- EXCERPTED PASSAGE
Disclosed cost / benefit (Genie)¶

Property	Single trajectory	Parallel sampling
Accuracy	(baseline)	Significantly improved (Figure 5)
Latency	(baseline)	Some additional latency
Token cost	(baseline)	Some additional cost
Models tested	n/a	GPT-5.4, Opus-4.6 (Figure 5)
Pareto with Multi-LLM	n/a	Combined → simultaneous accuracy + cost + latency improvement (Figure 1 end-state)

The disclosed Pareto move: parallel sampling alone trades cost for accuracy. Combined with Multi- LLM + GEPA-optimised prompts, the end-state hits simultaneous improvement on all three axes.

Why this works (and when it doesn't)¶

The pattern works because:

Independent samples have independent errors — when trajectories err in different ways, they disagree; agreement is informative.
Soft consensus substitutes for hard oracle — "4 of 5 agree" is a meaningful correctness signal even without ground truth.
Disagreement is itself useful — agents can surface disagreement as a confidence signal to users.

The pattern fails when:

Errors are systematic — all N trajectories err in the same way (e.g., all use the same wrong table because the search index ranks it first); agreement is meaningless.
Sampling diversity is too low — trajectories collapse to identical reasoning chains; no independent signal.

Referring expression data:
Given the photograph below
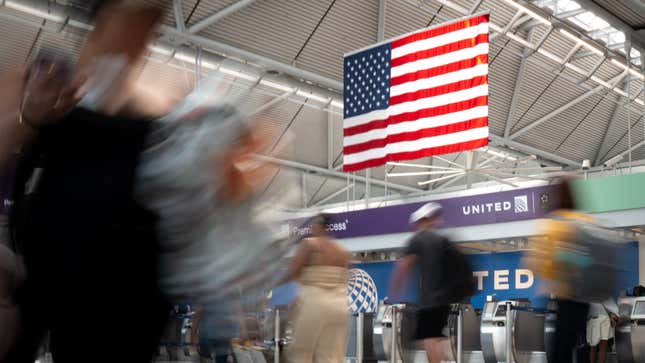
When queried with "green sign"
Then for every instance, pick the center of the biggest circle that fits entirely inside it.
(612, 193)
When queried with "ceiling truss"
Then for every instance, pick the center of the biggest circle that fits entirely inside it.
(180, 36)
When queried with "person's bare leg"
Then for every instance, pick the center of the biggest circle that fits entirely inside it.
(602, 351)
(433, 348)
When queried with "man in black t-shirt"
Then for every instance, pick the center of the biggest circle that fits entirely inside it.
(424, 250)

- THINGS TO DO
A. Using the excerpt on parallel sampling, explain why agreement among sampled trajectories is informative.
B. From the excerpt on parallel sampling, return the part that opens with the words containing "The pattern fails" and closes with "no independent signal.".
C. Summarize the excerpt on parallel sampling in three sentences.

- RESULTS OF THE TASKS
A. Independent samples have independent errors. When trajectories err, they tend to do so in different ways and therefore disagree, so agreement among them carries information about correctness.

B.
The pattern fails when:

Errors are systematic — all N trajectories err in the same way (e.g., all use the same wrong table because the search index ranks it first); agreement is meaningless.
Sampling diversity is too low — trajectories collapse to identical reasoning chains; no independent signal.

C. Compared with a single trajectory, parallel sampling significantly improves accuracy at the price of some additional latency and token cost. When combined with Multi-LLM and GEPA-optimised prompts, it improves accuracy, cost, and latency simultaneously. The pattern works because independent errors make agreement a meaningful signal even without ground truth, but it fails when errors are systematic or sampling diversity is too low.